***** Input material *****

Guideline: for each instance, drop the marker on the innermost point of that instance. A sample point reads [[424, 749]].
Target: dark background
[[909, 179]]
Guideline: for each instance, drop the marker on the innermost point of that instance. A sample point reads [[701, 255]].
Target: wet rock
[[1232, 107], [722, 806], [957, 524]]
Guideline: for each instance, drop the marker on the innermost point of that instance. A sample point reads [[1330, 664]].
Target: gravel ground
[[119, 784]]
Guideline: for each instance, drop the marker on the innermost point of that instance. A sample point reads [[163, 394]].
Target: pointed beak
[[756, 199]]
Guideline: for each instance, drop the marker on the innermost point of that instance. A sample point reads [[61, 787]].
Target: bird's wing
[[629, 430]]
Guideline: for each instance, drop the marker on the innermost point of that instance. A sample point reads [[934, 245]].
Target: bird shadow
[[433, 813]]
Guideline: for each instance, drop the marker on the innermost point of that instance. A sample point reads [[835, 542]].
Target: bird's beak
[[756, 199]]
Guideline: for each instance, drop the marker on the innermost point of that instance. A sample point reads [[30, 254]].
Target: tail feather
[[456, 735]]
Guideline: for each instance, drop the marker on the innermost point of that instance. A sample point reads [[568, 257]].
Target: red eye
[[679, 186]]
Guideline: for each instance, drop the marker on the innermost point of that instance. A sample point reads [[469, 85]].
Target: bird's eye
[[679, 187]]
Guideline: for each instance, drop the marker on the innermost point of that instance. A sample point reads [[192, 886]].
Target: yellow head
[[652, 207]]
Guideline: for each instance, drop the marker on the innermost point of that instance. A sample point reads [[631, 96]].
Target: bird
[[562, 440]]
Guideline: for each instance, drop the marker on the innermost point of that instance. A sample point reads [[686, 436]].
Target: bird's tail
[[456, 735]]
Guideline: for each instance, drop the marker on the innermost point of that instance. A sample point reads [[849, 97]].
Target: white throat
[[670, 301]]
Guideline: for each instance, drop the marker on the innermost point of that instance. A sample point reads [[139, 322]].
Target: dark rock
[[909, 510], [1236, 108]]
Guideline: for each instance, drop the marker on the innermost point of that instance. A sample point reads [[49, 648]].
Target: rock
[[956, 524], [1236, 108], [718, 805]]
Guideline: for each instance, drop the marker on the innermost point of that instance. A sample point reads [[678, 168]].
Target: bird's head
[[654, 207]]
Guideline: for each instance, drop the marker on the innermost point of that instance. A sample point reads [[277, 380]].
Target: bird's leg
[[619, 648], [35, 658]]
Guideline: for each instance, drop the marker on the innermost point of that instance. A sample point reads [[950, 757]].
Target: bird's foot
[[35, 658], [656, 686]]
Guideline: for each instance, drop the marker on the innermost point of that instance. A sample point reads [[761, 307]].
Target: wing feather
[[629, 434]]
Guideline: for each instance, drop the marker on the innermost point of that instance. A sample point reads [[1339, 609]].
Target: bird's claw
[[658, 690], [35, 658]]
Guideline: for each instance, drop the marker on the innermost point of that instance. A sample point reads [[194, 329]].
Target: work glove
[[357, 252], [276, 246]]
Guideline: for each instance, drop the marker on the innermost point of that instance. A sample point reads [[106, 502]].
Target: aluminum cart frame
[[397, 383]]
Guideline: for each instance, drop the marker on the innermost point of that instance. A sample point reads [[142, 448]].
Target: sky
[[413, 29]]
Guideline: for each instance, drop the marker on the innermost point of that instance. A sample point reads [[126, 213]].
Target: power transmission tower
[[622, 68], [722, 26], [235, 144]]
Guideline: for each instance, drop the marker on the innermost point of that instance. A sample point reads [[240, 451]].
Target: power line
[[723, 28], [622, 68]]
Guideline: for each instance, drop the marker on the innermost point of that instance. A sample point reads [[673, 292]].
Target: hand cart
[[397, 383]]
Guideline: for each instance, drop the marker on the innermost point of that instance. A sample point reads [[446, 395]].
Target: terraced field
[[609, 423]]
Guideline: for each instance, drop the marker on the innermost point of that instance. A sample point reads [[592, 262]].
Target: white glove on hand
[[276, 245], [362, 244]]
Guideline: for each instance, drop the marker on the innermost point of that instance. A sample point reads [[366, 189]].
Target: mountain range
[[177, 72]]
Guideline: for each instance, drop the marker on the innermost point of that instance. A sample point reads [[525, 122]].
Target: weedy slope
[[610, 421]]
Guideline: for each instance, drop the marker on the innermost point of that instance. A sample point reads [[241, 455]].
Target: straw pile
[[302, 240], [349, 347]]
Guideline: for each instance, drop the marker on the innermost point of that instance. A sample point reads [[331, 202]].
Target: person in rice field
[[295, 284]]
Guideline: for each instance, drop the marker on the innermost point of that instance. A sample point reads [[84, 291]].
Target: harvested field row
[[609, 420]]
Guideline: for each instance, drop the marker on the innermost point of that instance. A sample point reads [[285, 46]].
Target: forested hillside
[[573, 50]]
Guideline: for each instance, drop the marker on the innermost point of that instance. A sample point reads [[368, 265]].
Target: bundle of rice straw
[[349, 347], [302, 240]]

*****

Aim of the task: Beginning with the line that contains "Target: harvested field row", set down every line through the end of the data without change.

Finished exercise:
Target: harvested field row
[[609, 420]]
Guideline: for each instance, drop the marker on the innermost point of that instance. A sample point reads [[285, 46]].
Target: forested hillside
[[573, 50]]
Guideline: for each instance, drop the marker on the innermost point of that instance. A sample point reads [[368, 265]].
Target: bundle of rice straw
[[349, 347], [302, 240]]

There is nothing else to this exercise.